Data for this task:
◆ ◆ ◆ ◆ ◆
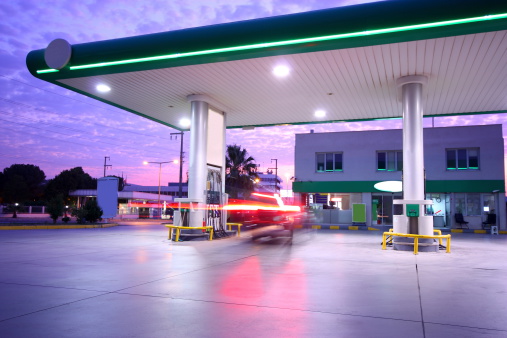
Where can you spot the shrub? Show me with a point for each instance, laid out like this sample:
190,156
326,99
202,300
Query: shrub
◆ ◆ ◆ ◆ ◆
What the exercise asks: Please rewrite the records, changing every "shrub" to "bush" and keeping everything else the same. Leave the pictures out of your answer.

Solution to this task:
Where can you spot the bush? Show me with a point for each instance, laid out like this sample:
190,156
326,99
202,300
Query: bush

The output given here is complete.